[Entries from a pointing dataset]
-------
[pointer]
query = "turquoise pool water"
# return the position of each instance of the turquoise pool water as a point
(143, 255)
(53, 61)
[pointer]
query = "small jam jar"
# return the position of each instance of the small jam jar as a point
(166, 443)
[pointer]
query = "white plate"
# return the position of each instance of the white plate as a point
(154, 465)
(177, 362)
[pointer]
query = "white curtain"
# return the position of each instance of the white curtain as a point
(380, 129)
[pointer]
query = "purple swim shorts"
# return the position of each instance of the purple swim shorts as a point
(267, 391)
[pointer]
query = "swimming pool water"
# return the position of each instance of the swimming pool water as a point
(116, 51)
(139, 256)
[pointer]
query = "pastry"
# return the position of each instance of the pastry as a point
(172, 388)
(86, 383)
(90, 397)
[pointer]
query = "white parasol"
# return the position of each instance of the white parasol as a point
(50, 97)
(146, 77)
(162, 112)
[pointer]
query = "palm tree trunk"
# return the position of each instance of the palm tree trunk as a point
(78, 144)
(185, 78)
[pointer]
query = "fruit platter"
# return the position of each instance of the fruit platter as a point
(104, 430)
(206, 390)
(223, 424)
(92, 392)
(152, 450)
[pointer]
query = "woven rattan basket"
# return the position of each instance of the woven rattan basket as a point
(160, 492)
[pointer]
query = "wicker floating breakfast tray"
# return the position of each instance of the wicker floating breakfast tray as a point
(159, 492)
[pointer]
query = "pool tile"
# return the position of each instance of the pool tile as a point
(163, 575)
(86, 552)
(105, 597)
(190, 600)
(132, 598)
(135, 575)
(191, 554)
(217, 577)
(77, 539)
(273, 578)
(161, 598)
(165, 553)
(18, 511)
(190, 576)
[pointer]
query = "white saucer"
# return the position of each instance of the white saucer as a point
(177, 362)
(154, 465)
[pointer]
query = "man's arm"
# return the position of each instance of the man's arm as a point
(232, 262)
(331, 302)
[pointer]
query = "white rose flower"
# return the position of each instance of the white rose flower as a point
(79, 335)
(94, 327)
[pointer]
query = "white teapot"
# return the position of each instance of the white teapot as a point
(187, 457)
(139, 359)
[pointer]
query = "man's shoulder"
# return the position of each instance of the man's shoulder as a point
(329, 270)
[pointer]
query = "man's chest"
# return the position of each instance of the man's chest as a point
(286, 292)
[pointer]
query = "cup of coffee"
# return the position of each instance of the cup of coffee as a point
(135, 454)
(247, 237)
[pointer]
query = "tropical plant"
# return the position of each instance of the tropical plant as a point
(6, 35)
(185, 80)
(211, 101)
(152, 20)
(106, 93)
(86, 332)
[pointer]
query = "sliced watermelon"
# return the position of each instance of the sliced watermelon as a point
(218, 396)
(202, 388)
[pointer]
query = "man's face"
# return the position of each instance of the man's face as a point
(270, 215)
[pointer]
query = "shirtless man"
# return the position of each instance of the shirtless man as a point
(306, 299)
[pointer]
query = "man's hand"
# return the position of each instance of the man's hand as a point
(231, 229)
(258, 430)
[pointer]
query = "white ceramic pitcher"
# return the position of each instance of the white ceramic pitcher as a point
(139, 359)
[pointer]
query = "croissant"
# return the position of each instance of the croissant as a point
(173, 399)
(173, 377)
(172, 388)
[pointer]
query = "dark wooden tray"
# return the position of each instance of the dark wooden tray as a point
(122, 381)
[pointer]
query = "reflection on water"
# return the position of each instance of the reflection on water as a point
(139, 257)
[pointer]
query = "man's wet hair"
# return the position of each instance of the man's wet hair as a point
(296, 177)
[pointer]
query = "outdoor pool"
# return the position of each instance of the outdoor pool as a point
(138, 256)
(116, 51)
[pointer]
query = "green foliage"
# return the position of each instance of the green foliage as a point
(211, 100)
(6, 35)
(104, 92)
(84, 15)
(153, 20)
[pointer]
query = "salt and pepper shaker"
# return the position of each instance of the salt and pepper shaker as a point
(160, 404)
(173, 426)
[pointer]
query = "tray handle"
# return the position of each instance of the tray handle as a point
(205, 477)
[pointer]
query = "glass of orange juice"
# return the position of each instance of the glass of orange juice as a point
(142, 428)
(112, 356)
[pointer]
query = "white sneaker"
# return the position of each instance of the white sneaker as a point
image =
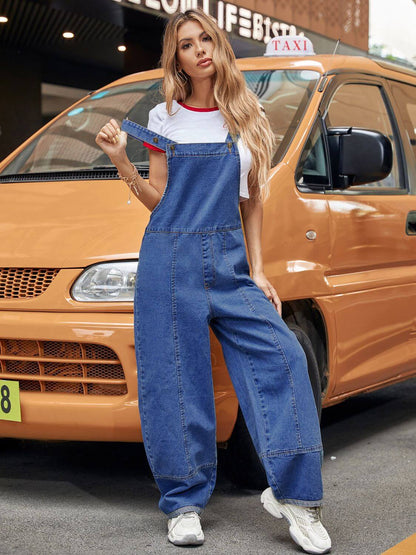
(306, 528)
(185, 529)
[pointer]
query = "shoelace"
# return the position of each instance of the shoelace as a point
(314, 514)
(189, 516)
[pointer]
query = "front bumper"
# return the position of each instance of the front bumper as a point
(78, 377)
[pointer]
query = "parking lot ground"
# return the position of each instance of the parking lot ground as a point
(75, 498)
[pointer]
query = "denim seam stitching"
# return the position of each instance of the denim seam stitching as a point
(289, 452)
(143, 421)
(187, 476)
(260, 395)
(164, 194)
(177, 353)
(185, 230)
(279, 347)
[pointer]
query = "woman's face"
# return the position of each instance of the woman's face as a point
(195, 46)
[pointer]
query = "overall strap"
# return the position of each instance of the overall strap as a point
(145, 135)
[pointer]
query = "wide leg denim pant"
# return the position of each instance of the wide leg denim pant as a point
(193, 274)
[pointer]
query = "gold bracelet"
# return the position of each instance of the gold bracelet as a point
(131, 181)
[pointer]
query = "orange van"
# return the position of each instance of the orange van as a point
(339, 246)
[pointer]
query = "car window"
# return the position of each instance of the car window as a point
(313, 167)
(68, 144)
(362, 105)
(405, 96)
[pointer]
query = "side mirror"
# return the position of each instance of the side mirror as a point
(358, 156)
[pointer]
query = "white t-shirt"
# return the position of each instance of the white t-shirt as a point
(197, 125)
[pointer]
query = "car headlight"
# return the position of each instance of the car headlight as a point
(106, 282)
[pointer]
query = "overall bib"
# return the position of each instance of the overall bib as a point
(193, 274)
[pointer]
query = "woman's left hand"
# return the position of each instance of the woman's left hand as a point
(268, 289)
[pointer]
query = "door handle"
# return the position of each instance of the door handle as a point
(411, 223)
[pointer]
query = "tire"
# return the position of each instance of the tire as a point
(242, 466)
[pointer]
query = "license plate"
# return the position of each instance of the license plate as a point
(10, 401)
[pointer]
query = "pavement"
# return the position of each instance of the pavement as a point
(76, 498)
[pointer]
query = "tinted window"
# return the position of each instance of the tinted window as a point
(68, 144)
(313, 168)
(405, 96)
(361, 105)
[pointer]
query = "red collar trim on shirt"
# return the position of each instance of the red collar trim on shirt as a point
(194, 109)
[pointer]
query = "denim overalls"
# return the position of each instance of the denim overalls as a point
(193, 274)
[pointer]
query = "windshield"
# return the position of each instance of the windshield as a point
(68, 144)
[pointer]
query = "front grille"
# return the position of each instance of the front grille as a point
(62, 367)
(23, 283)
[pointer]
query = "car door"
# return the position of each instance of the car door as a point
(373, 254)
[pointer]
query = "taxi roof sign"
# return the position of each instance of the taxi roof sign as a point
(294, 45)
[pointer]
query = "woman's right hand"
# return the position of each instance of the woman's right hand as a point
(112, 140)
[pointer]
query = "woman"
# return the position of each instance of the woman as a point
(210, 145)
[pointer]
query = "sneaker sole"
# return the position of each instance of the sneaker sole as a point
(191, 539)
(269, 503)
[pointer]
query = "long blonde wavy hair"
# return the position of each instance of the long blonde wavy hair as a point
(240, 107)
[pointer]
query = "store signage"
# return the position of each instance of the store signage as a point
(242, 21)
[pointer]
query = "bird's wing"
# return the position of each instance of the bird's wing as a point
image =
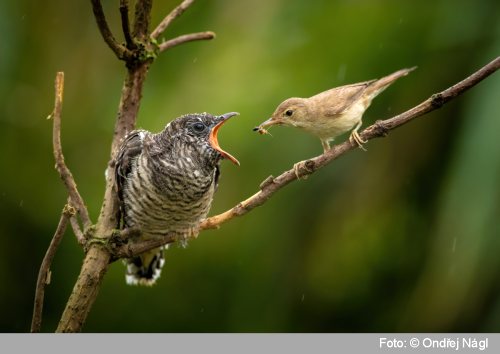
-------
TASK DETAILS:
Which lines in the records contain the word "mirror"? Select each of them and copy it out.

REPLY TO THE EXERCISE:
query = "side mirror"
# return the position of each instance of the side mirror as a point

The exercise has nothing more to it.